### About this task
I would like you to output every record below exactly, apart from the pictures.

==================================================

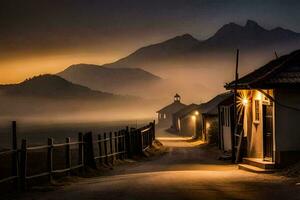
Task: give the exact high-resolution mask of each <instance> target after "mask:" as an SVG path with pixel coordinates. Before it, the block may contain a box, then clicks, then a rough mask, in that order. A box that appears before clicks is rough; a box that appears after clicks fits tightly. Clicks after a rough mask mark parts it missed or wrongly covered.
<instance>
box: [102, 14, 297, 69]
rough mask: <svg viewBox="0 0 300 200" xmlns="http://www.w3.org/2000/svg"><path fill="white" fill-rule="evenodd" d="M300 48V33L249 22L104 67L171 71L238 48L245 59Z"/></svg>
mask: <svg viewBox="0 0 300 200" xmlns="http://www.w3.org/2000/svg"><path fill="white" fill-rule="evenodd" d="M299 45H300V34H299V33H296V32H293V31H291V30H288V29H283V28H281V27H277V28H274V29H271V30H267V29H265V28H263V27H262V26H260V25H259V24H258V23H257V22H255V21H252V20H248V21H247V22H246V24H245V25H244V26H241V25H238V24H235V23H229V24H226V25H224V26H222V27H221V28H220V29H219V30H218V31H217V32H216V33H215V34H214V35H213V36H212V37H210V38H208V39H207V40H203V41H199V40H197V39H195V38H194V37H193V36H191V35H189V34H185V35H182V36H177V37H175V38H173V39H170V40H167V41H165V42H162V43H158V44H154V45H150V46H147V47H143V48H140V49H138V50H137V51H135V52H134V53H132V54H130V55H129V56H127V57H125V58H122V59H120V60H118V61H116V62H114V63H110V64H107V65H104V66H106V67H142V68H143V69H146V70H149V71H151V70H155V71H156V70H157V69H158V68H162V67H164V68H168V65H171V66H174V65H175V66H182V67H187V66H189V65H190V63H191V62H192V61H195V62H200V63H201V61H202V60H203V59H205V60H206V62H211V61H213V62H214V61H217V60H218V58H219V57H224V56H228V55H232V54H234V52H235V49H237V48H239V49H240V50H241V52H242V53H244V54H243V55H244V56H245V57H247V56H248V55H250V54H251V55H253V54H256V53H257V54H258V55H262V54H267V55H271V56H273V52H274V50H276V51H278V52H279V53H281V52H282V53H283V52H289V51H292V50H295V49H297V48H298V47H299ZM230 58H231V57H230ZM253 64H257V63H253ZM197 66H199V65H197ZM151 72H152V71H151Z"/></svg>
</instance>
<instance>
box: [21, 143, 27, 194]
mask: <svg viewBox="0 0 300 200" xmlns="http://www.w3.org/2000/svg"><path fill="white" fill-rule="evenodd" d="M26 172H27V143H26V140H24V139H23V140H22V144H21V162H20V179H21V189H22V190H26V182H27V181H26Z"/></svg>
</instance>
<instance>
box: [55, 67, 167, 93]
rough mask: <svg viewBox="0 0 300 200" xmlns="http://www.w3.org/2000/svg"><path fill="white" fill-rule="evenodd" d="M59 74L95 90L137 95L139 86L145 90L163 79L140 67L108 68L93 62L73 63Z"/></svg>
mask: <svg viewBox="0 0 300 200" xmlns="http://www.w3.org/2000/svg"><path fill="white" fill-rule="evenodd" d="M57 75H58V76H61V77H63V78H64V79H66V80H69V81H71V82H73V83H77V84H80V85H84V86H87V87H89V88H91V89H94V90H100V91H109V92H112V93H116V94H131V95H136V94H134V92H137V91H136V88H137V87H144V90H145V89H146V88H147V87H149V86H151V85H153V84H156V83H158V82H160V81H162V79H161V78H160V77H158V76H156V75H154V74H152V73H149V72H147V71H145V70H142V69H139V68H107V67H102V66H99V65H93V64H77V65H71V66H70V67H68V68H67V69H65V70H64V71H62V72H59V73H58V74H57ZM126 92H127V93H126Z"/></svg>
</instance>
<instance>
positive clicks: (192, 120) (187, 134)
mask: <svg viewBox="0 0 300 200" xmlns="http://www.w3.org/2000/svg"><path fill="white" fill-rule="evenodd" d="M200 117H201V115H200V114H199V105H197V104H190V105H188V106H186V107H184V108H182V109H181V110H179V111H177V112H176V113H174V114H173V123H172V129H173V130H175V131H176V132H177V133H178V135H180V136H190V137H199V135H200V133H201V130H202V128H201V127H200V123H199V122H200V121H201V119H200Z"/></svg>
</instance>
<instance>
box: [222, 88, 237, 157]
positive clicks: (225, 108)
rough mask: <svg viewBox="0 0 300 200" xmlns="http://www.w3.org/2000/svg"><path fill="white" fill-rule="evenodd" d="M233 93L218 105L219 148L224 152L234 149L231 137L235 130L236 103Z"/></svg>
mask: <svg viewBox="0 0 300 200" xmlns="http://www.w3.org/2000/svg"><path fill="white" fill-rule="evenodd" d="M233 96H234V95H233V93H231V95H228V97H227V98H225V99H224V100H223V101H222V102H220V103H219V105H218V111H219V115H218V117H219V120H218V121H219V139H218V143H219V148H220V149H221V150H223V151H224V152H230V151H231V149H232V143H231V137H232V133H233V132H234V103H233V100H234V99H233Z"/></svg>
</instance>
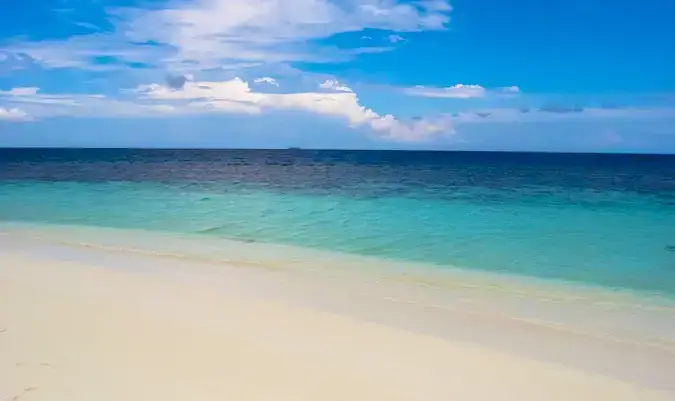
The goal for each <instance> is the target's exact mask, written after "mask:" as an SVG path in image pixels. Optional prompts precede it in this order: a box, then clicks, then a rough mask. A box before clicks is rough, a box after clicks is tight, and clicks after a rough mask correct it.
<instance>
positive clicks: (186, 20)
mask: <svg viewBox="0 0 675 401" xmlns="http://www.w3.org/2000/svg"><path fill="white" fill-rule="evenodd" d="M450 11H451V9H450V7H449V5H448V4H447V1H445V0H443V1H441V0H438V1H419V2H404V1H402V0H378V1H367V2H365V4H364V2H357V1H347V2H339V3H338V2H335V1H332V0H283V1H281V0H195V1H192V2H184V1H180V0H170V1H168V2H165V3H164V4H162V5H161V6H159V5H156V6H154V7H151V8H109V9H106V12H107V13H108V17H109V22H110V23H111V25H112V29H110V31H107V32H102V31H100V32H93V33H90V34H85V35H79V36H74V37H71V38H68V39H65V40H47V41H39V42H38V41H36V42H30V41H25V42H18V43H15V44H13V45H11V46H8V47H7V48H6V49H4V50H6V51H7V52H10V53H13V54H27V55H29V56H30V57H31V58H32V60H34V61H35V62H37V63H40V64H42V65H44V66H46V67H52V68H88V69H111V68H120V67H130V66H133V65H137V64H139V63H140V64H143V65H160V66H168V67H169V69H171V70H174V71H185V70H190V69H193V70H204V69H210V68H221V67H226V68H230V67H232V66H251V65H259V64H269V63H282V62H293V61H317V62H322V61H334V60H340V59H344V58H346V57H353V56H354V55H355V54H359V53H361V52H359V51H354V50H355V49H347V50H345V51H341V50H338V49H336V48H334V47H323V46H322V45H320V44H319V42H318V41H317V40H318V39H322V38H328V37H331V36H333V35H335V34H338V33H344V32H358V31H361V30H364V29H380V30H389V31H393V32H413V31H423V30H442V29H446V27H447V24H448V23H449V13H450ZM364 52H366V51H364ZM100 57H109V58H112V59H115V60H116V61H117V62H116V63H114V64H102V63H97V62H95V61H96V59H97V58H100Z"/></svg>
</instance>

==================================================

### Output of the task
Task: give the exact high-resolution mask of each <instance> target after "mask:" as an SVG path with pixel coordinates. Before it, the block may contain a box, then clicks, then a rough mask, in that order. A box that appears before clicks is rough; a box that appears after clicks fits tightly. Clicks after a rough mask mark parts it missed or wrongly covered.
<instance>
box: [102, 14, 297, 69]
rough mask: <svg viewBox="0 0 300 200" xmlns="http://www.w3.org/2000/svg"><path fill="white" fill-rule="evenodd" d="M300 48V33L249 22L104 67L171 71L238 48L245 59Z"/></svg>
mask: <svg viewBox="0 0 300 200" xmlns="http://www.w3.org/2000/svg"><path fill="white" fill-rule="evenodd" d="M299 45H300V34H299V33H296V32H293V31H291V30H288V29H283V28H281V27H277V28H274V29H271V30H267V29H265V28H263V27H262V26H260V25H259V24H258V23H257V22H255V21H252V20H248V21H247V22H246V24H245V25H244V26H241V25H238V24H235V23H229V24H226V25H224V26H222V27H221V28H220V29H219V30H218V31H217V32H216V33H215V34H214V35H213V36H212V37H210V38H208V39H207V40H203V41H199V40H197V39H195V38H194V37H193V36H191V35H189V34H185V35H182V36H177V37H175V38H173V39H170V40H167V41H165V42H162V43H158V44H154V45H150V46H147V47H143V48H140V49H138V50H137V51H135V52H134V53H132V54H130V55H129V56H127V57H125V58H122V59H120V60H118V61H116V62H114V63H110V64H107V65H104V66H106V67H142V68H143V69H146V70H149V71H151V70H155V71H156V70H157V69H158V68H162V67H164V68H168V65H171V66H174V65H175V66H182V67H187V66H189V65H190V63H191V62H192V61H195V62H200V63H201V61H202V60H203V59H205V60H206V62H211V61H213V62H214V61H217V60H218V58H219V57H224V56H228V55H232V54H234V52H235V49H237V48H239V49H240V50H241V52H242V53H244V54H243V55H244V56H245V57H247V56H248V55H250V54H251V55H253V54H256V53H257V54H258V55H262V54H267V55H271V56H273V52H274V50H276V51H278V52H279V53H281V52H282V53H283V52H289V51H292V50H295V49H297V48H298V47H299ZM230 58H231V57H230ZM253 64H257V63H253ZM197 66H199V65H197ZM151 72H152V71H151Z"/></svg>
</instance>
<instance>
box: [21, 143, 27, 194]
mask: <svg viewBox="0 0 300 200" xmlns="http://www.w3.org/2000/svg"><path fill="white" fill-rule="evenodd" d="M26 172H27V143H26V140H24V139H23V140H22V144H21V162H20V179H21V189H22V190H26V182H27V181H26Z"/></svg>
</instance>
<instance>
box: [55, 67, 167, 93]
rough mask: <svg viewBox="0 0 300 200" xmlns="http://www.w3.org/2000/svg"><path fill="white" fill-rule="evenodd" d="M59 74L95 90L137 95L139 86L145 90L163 79L140 67L108 68L93 62L73 63Z"/></svg>
mask: <svg viewBox="0 0 300 200" xmlns="http://www.w3.org/2000/svg"><path fill="white" fill-rule="evenodd" d="M57 75H58V76H61V77H63V78H64V79H66V80H69V81H71V82H73V83H77V84H80V85H84V86H87V87H89V88H91V89H94V90H100V91H109V92H112V93H116V94H131V95H136V94H134V92H137V91H136V88H137V87H144V90H145V89H146V88H147V87H149V86H151V85H153V84H156V83H158V82H160V81H162V79H161V78H160V77H158V76H156V75H154V74H152V73H149V72H147V71H145V70H142V69H139V68H107V67H102V66H99V65H93V64H77V65H71V66H70V67H68V68H67V69H65V70H64V71H62V72H59V73H58V74H57ZM126 92H127V93H126Z"/></svg>
</instance>
<instance>
positive clicks: (192, 120) (187, 134)
mask: <svg viewBox="0 0 300 200" xmlns="http://www.w3.org/2000/svg"><path fill="white" fill-rule="evenodd" d="M200 117H201V115H200V114H199V105H197V104H190V105H188V106H186V107H184V108H182V109H181V110H179V111H177V112H176V113H174V114H173V123H172V129H173V130H175V131H176V132H177V133H178V135H180V136H190V137H199V135H200V133H201V130H202V128H201V127H200V123H199V122H200V121H201V119H200Z"/></svg>
</instance>
<instance>
box: [222, 88, 237, 157]
positive clicks: (225, 108)
rough mask: <svg viewBox="0 0 300 200" xmlns="http://www.w3.org/2000/svg"><path fill="white" fill-rule="evenodd" d="M233 93L218 105L219 148L224 152L234 149L231 137L235 130L236 103Z"/></svg>
mask: <svg viewBox="0 0 300 200" xmlns="http://www.w3.org/2000/svg"><path fill="white" fill-rule="evenodd" d="M233 96H234V95H233V93H231V95H228V97H227V98H225V99H224V100H223V101H222V102H220V103H219V105H218V111H219V115H218V117H219V120H218V121H219V139H218V143H219V148H220V149H221V150H223V151H224V152H230V151H231V149H232V143H231V137H232V133H233V132H234V103H233V100H234V99H233Z"/></svg>
</instance>
The goal for each <instance> is the target's exact mask, written after "mask:" as an SVG path in image pixels. Optional prompts precede it in this order: a box, then clicks, then a rough mask. A box before clicks is rough, a box after clicks is tight, and clicks after a rough mask correct it.
<instance>
positive clicks: (186, 20)
mask: <svg viewBox="0 0 675 401" xmlns="http://www.w3.org/2000/svg"><path fill="white" fill-rule="evenodd" d="M450 11H451V9H450V7H449V5H448V4H447V1H445V0H443V1H441V0H438V1H419V2H404V1H402V0H378V1H367V2H365V4H364V2H357V1H347V2H339V3H338V2H335V1H332V0H283V1H281V0H195V1H192V2H184V1H180V0H170V1H168V2H165V3H164V4H162V5H161V6H159V5H156V6H154V7H151V8H109V9H106V12H107V13H108V17H109V22H110V23H111V25H112V29H110V31H107V32H102V31H100V32H93V33H90V34H85V35H79V36H74V37H71V38H68V39H65V40H47V41H39V42H38V41H36V42H30V41H25V42H18V43H15V44H13V45H11V46H8V47H7V48H6V49H4V50H6V51H7V52H10V53H13V54H27V55H29V56H30V57H31V58H32V60H34V61H35V62H37V63H40V64H42V65H44V66H46V67H52V68H88V69H111V68H120V67H130V66H133V65H137V64H139V63H140V64H143V65H160V66H168V67H169V69H171V70H174V71H185V70H190V69H193V70H204V69H210V68H221V67H226V68H230V67H232V66H251V65H259V64H269V63H282V62H293V61H317V62H322V61H334V60H340V59H344V58H346V57H353V56H354V55H355V54H359V53H361V52H359V51H354V50H355V49H347V50H345V51H341V50H338V49H336V48H334V47H323V46H322V45H320V44H319V42H318V41H317V40H318V39H322V38H328V37H331V36H333V35H335V34H338V33H344V32H358V31H361V30H364V29H380V30H389V31H393V32H413V31H423V30H442V29H446V27H447V24H448V23H449V13H450ZM364 52H366V51H364ZM100 57H109V58H112V59H115V60H116V61H117V62H116V63H114V64H102V63H97V62H95V61H96V59H97V58H100Z"/></svg>
</instance>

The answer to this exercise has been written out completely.